> **Try it**: Each line below is to be written out once more, precisely as given.

[Collected data entries]
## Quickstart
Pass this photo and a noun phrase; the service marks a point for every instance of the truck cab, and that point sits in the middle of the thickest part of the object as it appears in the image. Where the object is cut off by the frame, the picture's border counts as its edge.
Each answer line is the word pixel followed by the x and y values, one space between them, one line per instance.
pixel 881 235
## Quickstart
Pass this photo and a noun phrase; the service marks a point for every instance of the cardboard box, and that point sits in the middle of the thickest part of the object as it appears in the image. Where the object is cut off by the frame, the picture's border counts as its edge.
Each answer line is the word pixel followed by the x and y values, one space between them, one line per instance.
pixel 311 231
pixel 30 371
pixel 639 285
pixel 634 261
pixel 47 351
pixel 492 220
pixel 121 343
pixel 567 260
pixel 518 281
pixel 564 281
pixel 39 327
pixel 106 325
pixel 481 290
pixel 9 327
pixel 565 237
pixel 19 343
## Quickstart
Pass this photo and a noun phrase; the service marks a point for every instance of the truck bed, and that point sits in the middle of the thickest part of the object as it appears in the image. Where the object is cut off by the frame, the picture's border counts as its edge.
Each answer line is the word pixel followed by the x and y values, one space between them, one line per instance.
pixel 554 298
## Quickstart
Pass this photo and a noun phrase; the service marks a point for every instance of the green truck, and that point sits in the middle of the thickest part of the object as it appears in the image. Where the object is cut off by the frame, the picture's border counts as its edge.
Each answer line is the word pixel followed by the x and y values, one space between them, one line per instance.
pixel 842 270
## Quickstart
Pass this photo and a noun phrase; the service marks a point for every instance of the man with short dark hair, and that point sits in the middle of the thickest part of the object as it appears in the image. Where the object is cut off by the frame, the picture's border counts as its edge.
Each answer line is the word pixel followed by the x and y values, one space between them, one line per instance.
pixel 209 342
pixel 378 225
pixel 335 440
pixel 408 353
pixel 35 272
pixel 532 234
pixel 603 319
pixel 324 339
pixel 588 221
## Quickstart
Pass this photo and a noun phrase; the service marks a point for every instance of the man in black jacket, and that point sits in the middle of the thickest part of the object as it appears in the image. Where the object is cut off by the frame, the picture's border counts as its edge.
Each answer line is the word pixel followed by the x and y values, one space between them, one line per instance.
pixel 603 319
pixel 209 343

> **Response**:
## Quickstart
Pass this photo and a noun phrase; the service marks a point for every instance of the truck cab, and that point sits in the middle of the thickest part of the object as it appears in the image. Where the object is cut off by the frame, the picture's border counts as its edge.
Each answer line is the word pixel followed by the x and y values, one space between them, one line per instance.
pixel 881 235
## Quickstart
Pass this photo and a noun phrase; the service marks a point for every instance of the cardboard box, and that point sits in the middle of the thickest part of the object as it appears in the image. Where the object is cut off by the frame, the picture's border counts as its edge.
Each answer line is the word pixel followed by the x and y values, one space between them, one line per instance.
pixel 311 231
pixel 30 371
pixel 639 285
pixel 634 261
pixel 47 351
pixel 492 220
pixel 121 343
pixel 567 260
pixel 518 281
pixel 564 281
pixel 39 327
pixel 106 325
pixel 481 290
pixel 9 327
pixel 565 237
pixel 19 343
## Quickstart
Pass this photo and a noun phrase; the service marks a point for every instance of the truck bed, and that point sits in the middle of the thickest part of the object as it appears in the image. Where the object is cut off by the frame, the picture's border counts as its edge.
Each answer line is the word pixel followed by the x and y values, one space between them, one line per instance.
pixel 554 298
## Quickstart
Pass this photo and a noun phrase; the service marks a point for every instance of the green truck, and that point sits in the middle of the thickest part of the object as it appears in the image. Where the object is cut off by the frame, the picture's border counts as its edge.
Each answer line is the word pixel followed by the x and y values, one space between them, one line per instance.
pixel 842 270
## Quickstart
Pass this photo and a noun phrase; the service marks a point for every instance of the man with short dark hair, and that point sits in the middle of the thickest part of the object as it appears in the image. Where the object is cut off by the frame, the picture's border counts as its edge.
Each answer line is the word pixel followed by the x and y values, one space between them, one line per instance.
pixel 209 342
pixel 378 225
pixel 335 440
pixel 408 353
pixel 35 272
pixel 532 234
pixel 603 319
pixel 324 339
pixel 588 221
## Quickstart
Pass this photo and a noun phrase; the service marks a point for every instance of the man in black jacket, and that point sits in the middle of the thickest part of the object as it appears in the image. Where the object is cut off by the frame, the picture's border counts as its edge.
Each answer line is the word pixel followed by the x and y values, one space between them, one line per instance.
pixel 603 319
pixel 209 343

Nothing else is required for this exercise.